▶ _What is needed_: If an entry below holds a picture, skip the picture and copy everything else exactly.

▶ _Supplied data_:

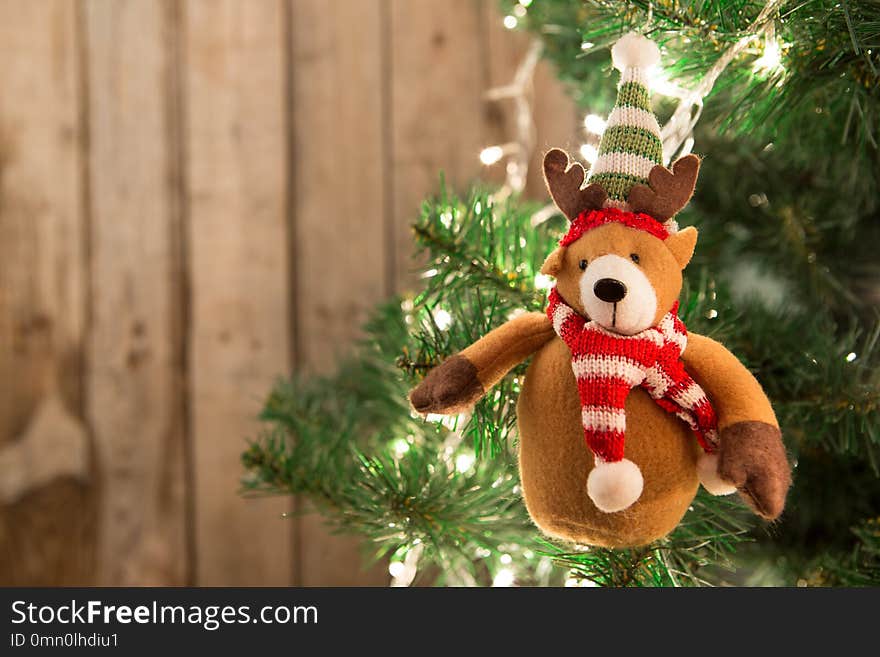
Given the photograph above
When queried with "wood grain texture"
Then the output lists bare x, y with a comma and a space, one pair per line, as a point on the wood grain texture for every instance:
134, 380
46, 536
239, 338
339, 205
438, 77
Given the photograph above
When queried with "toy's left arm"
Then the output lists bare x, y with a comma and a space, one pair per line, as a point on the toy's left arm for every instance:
751, 454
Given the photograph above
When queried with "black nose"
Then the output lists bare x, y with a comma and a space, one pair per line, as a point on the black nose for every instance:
609, 289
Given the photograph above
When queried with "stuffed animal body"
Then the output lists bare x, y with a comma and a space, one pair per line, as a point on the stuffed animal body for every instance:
622, 413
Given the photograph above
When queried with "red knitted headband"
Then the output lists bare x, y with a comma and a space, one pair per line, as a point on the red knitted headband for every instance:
588, 220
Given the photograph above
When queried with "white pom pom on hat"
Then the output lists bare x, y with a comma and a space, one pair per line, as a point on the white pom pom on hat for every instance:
634, 51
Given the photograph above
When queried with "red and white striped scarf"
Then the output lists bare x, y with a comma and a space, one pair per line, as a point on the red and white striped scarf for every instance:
608, 365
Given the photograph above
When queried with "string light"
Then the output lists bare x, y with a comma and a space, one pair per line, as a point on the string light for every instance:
771, 59
520, 150
594, 123
442, 318
503, 578
680, 125
400, 447
543, 282
464, 462
589, 153
491, 155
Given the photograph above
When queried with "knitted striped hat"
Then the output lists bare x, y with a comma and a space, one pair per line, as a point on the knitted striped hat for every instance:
630, 145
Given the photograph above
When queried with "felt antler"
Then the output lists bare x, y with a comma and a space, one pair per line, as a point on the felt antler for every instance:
564, 179
667, 191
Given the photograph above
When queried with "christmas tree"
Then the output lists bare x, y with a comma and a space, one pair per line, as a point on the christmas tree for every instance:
782, 99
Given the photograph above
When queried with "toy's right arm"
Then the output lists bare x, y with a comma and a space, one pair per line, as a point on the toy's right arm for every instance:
461, 380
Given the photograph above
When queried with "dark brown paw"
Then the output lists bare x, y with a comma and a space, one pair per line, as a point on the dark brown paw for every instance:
449, 388
752, 457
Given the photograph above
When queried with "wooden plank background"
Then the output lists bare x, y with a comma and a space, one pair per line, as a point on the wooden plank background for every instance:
175, 177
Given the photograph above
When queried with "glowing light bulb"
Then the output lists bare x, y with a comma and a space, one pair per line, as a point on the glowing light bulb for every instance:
463, 462
400, 447
543, 282
589, 153
771, 59
503, 578
594, 123
491, 155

▶ _Output for this task_:
Given the photograph above
When queried with "wood grain texture"
Then the output lists bare x, y with a comma and a space, one pair per line, as a point on the wood grain texture for every instance:
134, 380
46, 536
239, 338
339, 205
438, 77
Given the photograph above
When queried with "toy's left arm"
Then the output lists bare x, y with a comma and a space, one pair per line, as a point on the toy's left arm for every instance:
751, 454
Given the photograph above
When queried with "black nose"
Then the output lists bare x, y with a comma and a space, one pair per line, as a point on the black nose for every instance:
609, 289
Given the photograph above
When queried with "stuffed animal body"
Then the output lists bare x, y with a comma and a space, one pair per line, as a point on the stuffed animal body for every instance:
622, 413
Given the photograph above
When queried with "red knitted headband"
Then the output lists bare x, y with a comma and a space, one pair per line, as a point on the red knitted headband for every instance:
588, 220
Given the photograph above
When queried with "white pom pom on hat"
Then the output lists bare x, y with a comma and a space, one pair per line, as a point on the white pom pom on hat for every instance:
634, 51
Given the photograph above
When queried with "red and white striped scarf"
Then the output lists bare x, y with a comma and a space, one pair per line, as a point on the red and white striped scarf for every instance:
608, 365
Given the photograph above
When queried with "string light"
Then the output lists bare x, y with a comma and a space, one pair per line, as a point on the string light for every instance:
771, 59
520, 150
594, 123
442, 318
503, 578
680, 125
400, 447
543, 282
464, 462
589, 153
491, 155
Given the photograph above
When queried with "knitted striped hat"
Then the output lists bare x, y with a comma and a space, one pair per line, as a point on the knitted striped hat for every instance:
630, 145
Given the photograph above
When queried with "felt antler"
Then the output lists bare x, y with a comma and a space, one pair per line, as a point on the felt antler for every instance:
564, 179
667, 191
Given the photograph above
When queried with "christmas tree"
Then the output lists bare x, y with a comma and a space, one pair per line, as a point on the christmas tree for every instance:
782, 99
Given the photograph above
When queried with "toy's right arm"
Then the output lists bare x, y with a comma and a space, one pair per line, as a point on the toy's right arm for every instance:
461, 380
Given the photograph above
When queried with "dark brown paw"
Then the output lists bare x, y with a comma and a space, one pair per line, as a point on the dark brown paw for every instance:
449, 388
752, 457
Given the photograph above
When queried with "wooden plank background"
Then the output lists bare x, y with a comma and a space, one pair per line, as a point on the wooden plank background for every instance:
175, 177
Given the photograph above
When queried with "glowing light bulb"
Then the output lists bare x, y with a comma and a space, one pair per line, as a point on the glowing light bulb for every instance:
463, 462
400, 447
543, 282
589, 153
771, 59
503, 578
594, 123
491, 155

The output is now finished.